----- LISTING -----

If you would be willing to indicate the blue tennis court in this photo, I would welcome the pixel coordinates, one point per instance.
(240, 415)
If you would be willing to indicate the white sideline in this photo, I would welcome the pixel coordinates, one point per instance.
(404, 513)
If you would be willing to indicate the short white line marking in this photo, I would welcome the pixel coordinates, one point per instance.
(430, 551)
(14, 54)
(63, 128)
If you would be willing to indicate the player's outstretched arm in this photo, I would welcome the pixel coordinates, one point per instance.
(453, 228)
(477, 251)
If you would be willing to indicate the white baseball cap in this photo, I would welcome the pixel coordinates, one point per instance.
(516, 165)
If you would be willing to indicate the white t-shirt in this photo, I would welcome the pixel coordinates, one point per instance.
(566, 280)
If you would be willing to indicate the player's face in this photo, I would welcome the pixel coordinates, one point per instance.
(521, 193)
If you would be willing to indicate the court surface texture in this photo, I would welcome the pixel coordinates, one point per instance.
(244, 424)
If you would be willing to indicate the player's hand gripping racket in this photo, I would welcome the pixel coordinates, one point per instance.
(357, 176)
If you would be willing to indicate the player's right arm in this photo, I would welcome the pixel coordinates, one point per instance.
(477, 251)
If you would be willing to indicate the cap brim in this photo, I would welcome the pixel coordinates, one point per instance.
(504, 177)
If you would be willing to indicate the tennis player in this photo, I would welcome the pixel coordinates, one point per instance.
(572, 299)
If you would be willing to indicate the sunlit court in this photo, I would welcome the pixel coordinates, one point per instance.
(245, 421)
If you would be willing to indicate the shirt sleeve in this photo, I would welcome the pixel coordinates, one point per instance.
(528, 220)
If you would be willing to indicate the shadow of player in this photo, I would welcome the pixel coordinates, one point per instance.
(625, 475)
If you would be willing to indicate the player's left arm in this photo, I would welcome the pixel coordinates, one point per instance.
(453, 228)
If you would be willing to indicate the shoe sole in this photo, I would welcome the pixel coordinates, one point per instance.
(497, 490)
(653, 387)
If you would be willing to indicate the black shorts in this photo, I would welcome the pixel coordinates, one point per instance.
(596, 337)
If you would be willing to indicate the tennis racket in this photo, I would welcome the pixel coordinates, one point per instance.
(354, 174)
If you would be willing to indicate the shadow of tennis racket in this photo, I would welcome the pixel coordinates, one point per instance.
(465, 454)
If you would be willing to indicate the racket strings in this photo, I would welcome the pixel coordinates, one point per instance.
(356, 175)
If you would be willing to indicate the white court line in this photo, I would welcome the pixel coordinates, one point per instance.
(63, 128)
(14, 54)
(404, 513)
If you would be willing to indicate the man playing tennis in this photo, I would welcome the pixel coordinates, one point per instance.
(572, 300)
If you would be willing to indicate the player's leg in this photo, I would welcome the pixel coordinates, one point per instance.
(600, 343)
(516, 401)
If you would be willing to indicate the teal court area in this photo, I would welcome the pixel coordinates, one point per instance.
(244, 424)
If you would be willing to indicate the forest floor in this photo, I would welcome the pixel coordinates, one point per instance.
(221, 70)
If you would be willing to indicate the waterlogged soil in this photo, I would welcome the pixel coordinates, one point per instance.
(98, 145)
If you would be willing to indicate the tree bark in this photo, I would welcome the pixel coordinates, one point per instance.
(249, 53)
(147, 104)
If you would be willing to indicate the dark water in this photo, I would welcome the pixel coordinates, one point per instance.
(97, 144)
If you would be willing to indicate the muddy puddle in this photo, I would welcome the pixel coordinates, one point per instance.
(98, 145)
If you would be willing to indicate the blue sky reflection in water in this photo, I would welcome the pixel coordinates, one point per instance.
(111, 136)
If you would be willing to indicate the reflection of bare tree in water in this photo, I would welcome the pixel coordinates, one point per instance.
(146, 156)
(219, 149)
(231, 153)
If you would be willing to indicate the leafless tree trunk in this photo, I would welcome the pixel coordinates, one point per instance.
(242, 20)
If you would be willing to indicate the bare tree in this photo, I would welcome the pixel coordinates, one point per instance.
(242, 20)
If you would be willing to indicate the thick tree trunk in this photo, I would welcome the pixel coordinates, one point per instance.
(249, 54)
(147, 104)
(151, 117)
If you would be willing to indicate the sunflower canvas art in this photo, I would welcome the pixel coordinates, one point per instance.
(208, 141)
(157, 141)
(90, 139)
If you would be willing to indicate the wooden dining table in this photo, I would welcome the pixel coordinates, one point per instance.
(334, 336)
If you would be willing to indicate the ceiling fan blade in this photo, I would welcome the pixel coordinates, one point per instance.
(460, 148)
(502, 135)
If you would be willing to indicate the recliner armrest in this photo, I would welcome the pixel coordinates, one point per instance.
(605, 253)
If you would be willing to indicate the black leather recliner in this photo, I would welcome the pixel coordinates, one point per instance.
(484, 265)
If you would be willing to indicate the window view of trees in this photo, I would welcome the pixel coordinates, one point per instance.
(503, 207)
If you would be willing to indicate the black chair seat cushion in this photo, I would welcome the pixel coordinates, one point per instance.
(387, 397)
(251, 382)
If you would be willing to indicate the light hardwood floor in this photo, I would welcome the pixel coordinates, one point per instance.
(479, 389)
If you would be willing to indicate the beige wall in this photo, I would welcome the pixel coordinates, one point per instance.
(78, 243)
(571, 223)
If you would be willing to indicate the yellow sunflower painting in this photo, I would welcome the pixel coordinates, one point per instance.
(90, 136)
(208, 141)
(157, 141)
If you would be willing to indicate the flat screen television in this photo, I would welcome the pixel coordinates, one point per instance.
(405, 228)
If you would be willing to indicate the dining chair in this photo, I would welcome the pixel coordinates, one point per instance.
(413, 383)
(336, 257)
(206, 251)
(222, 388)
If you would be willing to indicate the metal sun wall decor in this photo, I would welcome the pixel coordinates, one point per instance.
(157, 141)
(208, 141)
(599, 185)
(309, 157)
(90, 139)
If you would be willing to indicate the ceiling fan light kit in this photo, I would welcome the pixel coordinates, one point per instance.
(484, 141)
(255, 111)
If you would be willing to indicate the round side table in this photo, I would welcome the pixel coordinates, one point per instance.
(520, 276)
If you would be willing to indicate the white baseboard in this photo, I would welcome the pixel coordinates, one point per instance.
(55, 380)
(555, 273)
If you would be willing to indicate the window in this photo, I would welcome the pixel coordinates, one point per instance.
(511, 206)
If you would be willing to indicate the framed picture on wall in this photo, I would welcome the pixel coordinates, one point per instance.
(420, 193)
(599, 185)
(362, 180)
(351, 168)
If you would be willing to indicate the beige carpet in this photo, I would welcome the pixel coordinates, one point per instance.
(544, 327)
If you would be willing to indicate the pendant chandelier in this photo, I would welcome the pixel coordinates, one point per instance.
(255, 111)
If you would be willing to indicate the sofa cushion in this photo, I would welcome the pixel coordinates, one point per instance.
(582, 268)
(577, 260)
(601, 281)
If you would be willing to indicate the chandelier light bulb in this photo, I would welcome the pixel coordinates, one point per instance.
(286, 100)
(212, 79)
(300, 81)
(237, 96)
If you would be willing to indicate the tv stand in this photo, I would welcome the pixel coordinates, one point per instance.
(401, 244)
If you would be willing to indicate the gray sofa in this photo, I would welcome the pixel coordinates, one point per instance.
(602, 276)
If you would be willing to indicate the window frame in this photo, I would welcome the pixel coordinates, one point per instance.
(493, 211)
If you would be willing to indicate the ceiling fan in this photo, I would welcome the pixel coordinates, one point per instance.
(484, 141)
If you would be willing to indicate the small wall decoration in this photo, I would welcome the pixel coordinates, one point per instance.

-----

EXERCISE OBJECTIVE
Put every line of the rows above into a Markdown table with two columns, No. and Line, giving each line its own number and skipping any blank lines.

ANSWER
| No. | Line |
|---|---|
| 1 | If you would be willing to indicate the blue tennis court in this photo, I would welcome the pixel coordinates, one point per instance. |
| 2 | (240, 415) |
| 3 | If you would be willing to indicate the white sideline in this photo, I would welcome the pixel coordinates, one point per instance. |
| 4 | (404, 513) |
| 5 | If you would be willing to indicate the short white line marking in this photo, I would welcome the pixel coordinates, one point per instance. |
| 6 | (430, 551) |
| 7 | (14, 54) |
| 8 | (63, 128) |
| 9 | If you would be willing to indicate the player's outstretched arm in this photo, I would welcome the pixel coordinates, one point per instance. |
| 10 | (453, 228) |
| 11 | (477, 251) |
| 12 | If you would be willing to indicate the white baseball cap in this photo, I would welcome the pixel coordinates, one point per instance. |
| 13 | (516, 165) |
| 14 | If you would be willing to indicate the white t-shirt in this photo, I would welcome the pixel coordinates, one point per instance. |
| 15 | (566, 280) |
| 16 | If you would be willing to indicate the player's face in this photo, I would welcome the pixel coordinates, one point per instance. |
| 17 | (521, 193) |
| 18 | If you would be willing to indicate the court surface texture in this photo, I would welcome the pixel coordinates, one point per instance. |
| 19 | (244, 424) |
| 20 | If you would be willing to indicate the player's hand gripping racket in this photo, I would welcome the pixel coordinates, one point per instance. |
| 21 | (357, 176) |
| 22 | If you would be willing to indicate the player's right arm in this photo, I would welcome the pixel coordinates, one point per instance. |
| 23 | (477, 251) |
| 24 | If you would be willing to indicate the cap brim in this photo, I would welcome the pixel coordinates, one point per instance. |
| 25 | (504, 177) |
| 26 | If you would be willing to indicate the tennis player in this photo, I would welcome the pixel coordinates, one point per instance. |
| 27 | (572, 299) |
| 28 | If you would be willing to indicate the sunlit court in this photo, I would welcome the pixel coordinates, one point per instance. |
| 29 | (245, 421) |
| 30 | If you would be willing to indicate the shirt sleeve in this photo, I would welcome the pixel coordinates, one point per instance. |
| 31 | (528, 220) |
| 32 | If you would be willing to indicate the shadow of player in this photo, I would welcome the pixel coordinates, one point per instance. |
| 33 | (625, 475) |
| 34 | If you would be willing to indicate the player's left arm in this photo, I would welcome the pixel coordinates, one point per instance. |
| 35 | (453, 228) |
| 36 | If you would be willing to indicate the shoe sole in this photo, I would welcome the pixel coordinates, one point per instance. |
| 37 | (497, 490) |
| 38 | (653, 387) |
| 39 | If you would be willing to indicate the black shorts in this photo, I would welcome the pixel coordinates, one point per instance. |
| 40 | (596, 337) |
| 41 | If you would be willing to indicate the tennis racket in this photo, I would welcome the pixel coordinates, one point per instance. |
| 42 | (354, 174) |
| 43 | If you would be willing to indicate the shadow of tennis racket in this photo, I would welcome the pixel coordinates, one point per instance. |
| 44 | (465, 454) |
| 45 | If you would be willing to indicate the racket strings in this photo, I would welcome the pixel coordinates, one point per instance. |
| 46 | (356, 175) |
| 47 | If you would be willing to indicate the white court line in this photo, I would welcome the pixel coordinates, one point per instance. |
| 48 | (63, 128) |
| 49 | (14, 54) |
| 50 | (404, 513) |
| 51 | If you would be willing to indicate the man playing tennis in this photo, I would welcome the pixel coordinates, one point per instance. |
| 52 | (572, 300) |
| 53 | If you would be willing to indicate the player's leg in this photo, I would welcome the pixel coordinates, one point per instance. |
| 54 | (600, 343) |
| 55 | (516, 401) |
| 56 | If you would be willing to indicate the teal court area in this photo, I would welcome the pixel coordinates, one point per instance. |
| 57 | (244, 424) |
| 58 | If you would be willing to indicate the forest floor in this photo, I would welcome the pixel coordinates, one point per instance. |
| 59 | (221, 70) |
| 60 | If you would be willing to indicate the waterlogged soil in this photo, I would welcome the pixel coordinates, one point per instance. |
| 61 | (98, 145) |
| 62 | If you would be willing to indicate the tree bark in this photo, I would welcome the pixel coordinates, one point per instance. |
| 63 | (249, 53) |
| 64 | (147, 104) |
| 65 | If you would be willing to indicate the dark water in this photo, I would welcome the pixel coordinates, one point per instance. |
| 66 | (97, 144) |
| 67 | If you would be willing to indicate the muddy puddle in this photo, I would welcome the pixel coordinates, one point per instance. |
| 68 | (98, 145) |
| 69 | If you would be willing to indicate the blue sky reflection in water in this photo, I would welcome the pixel coordinates, one point per instance. |
| 70 | (111, 136) |
| 71 | If you would be willing to indicate the reflection of bare tree in water in this photo, I would welcome the pixel coordinates, one point per instance. |
| 72 | (146, 156) |
| 73 | (219, 149) |
| 74 | (231, 153) |
| 75 | If you would be willing to indicate the leafless tree trunk in this photo, I would welcome the pixel coordinates, one point per instance. |
| 76 | (242, 20) |
| 77 | If you would be willing to indicate the bare tree in this photo, I would welcome the pixel coordinates, one point per instance. |
| 78 | (242, 20) |
| 79 | If you would be willing to indicate the thick tree trunk in this photo, I would welcome the pixel coordinates, one point per instance. |
| 80 | (249, 54) |
| 81 | (147, 104) |
| 82 | (151, 117) |
| 83 | If you would be willing to indicate the sunflower canvas art in this photo, I would welcome the pixel coordinates, one point per instance. |
| 84 | (208, 141) |
| 85 | (157, 141) |
| 86 | (90, 139) |
| 87 | If you would be willing to indicate the wooden dining table in this photo, I would welcome the pixel coordinates, one point per instance. |
| 88 | (334, 336) |
| 89 | If you would be willing to indicate the ceiling fan blade in this photo, I would welcome the pixel coordinates, one point per instance. |
| 90 | (460, 148) |
| 91 | (502, 135) |
| 92 | If you would be willing to indicate the recliner armrest in this photo, I would welcome the pixel coordinates, one point per instance. |
| 93 | (605, 253) |
| 94 | If you would be willing to indicate the black leather recliner in this photo, I would welcome the pixel coordinates, one point per instance. |
| 95 | (484, 265) |
| 96 | If you would be willing to indicate the window view of trees in this photo, I would welcome the pixel coordinates, one point per instance. |
| 97 | (503, 207) |
| 98 | If you would be willing to indicate the black chair seat cushion in this photo, I would welcome the pixel coordinates, one point per instance. |
| 99 | (387, 397) |
| 100 | (251, 382) |
| 101 | If you would be willing to indicate the light hardwood floor in this photo, I would welcome the pixel coordinates, one point per instance. |
| 102 | (479, 389) |
| 103 | If you would be willing to indicate the beige wall in this photo, I would welcome the pixel coordinates, one point per instance. |
| 104 | (78, 243) |
| 105 | (571, 223) |
| 106 | If you would be willing to indicate the yellow sunflower painting in this photo, I would welcome the pixel coordinates, one point per instance. |
| 107 | (90, 136) |
| 108 | (208, 141) |
| 109 | (157, 141) |
| 110 | If you would be willing to indicate the flat screen television in this photo, I would welcome the pixel coordinates, one point per instance. |
| 111 | (405, 228) |
| 112 | If you would be willing to indicate the dining chair in this photo, I would welcome the pixel coordinates, one point per instance. |
| 113 | (413, 383) |
| 114 | (336, 257) |
| 115 | (206, 251) |
| 116 | (222, 388) |
| 117 | If you would be willing to indicate the metal sun wall decor in this photo, I would welcome the pixel coordinates, one point per instance. |
| 118 | (157, 141) |
| 119 | (208, 141) |
| 120 | (599, 185) |
| 121 | (309, 157) |
| 122 | (90, 139) |
| 123 | If you would be willing to indicate the ceiling fan light kit in this photo, I would welcome the pixel coordinates, one point per instance. |
| 124 | (484, 141) |
| 125 | (255, 111) |
| 126 | If you would be willing to indicate the round side table in this photo, I would welcome the pixel coordinates, one point per instance. |
| 127 | (520, 276) |
| 128 | If you would be willing to indicate the white baseboard in this photo, I would welcome the pixel coordinates, one point per instance. |
| 129 | (55, 380) |
| 130 | (555, 273) |
| 131 | If you would be willing to indicate the window in this photo, I would welcome the pixel coordinates, one point per instance. |
| 132 | (511, 206) |
| 133 | If you would be willing to indicate the framed picture on wall in this photo, I would welcome the pixel coordinates, one point per instance. |
| 134 | (420, 193) |
| 135 | (599, 185) |
| 136 | (362, 180) |
| 137 | (351, 168) |
| 138 | If you would be willing to indicate the beige carpet in this photo, I would welcome the pixel coordinates, one point per instance. |
| 139 | (544, 327) |
| 140 | If you would be willing to indicate the pendant chandelier in this photo, I would welcome the pixel coordinates, one point per instance. |
| 141 | (255, 111) |
| 142 | If you would be willing to indicate the sofa cushion in this photo, I would welcome the pixel coordinates, one point per instance. |
| 143 | (582, 268) |
| 144 | (577, 260) |
| 145 | (601, 281) |
| 146 | If you would be willing to indicate the chandelier light bulb in this photo, I would welcome the pixel coordinates, one point per instance. |
| 147 | (286, 100) |
| 148 | (212, 79) |
| 149 | (300, 81) |
| 150 | (237, 96) |
| 151 | If you would be willing to indicate the tv stand in this photo, I would welcome the pixel coordinates, one point per instance. |
| 152 | (401, 244) |
| 153 | If you would be willing to indicate the gray sofa in this photo, I would welcome the pixel coordinates, one point per instance. |
| 154 | (602, 276) |
| 155 | If you would be willing to indicate the window frame in this photo, I would welcome the pixel coordinates, one point per instance. |
| 156 | (493, 211) |
| 157 | If you would be willing to indicate the ceiling fan in this photo, I would welcome the pixel coordinates, one point per instance. |
| 158 | (484, 141) |
| 159 | If you would be willing to indicate the small wall decoration in this photo, I would welcome the pixel coordinates, one point per instance. |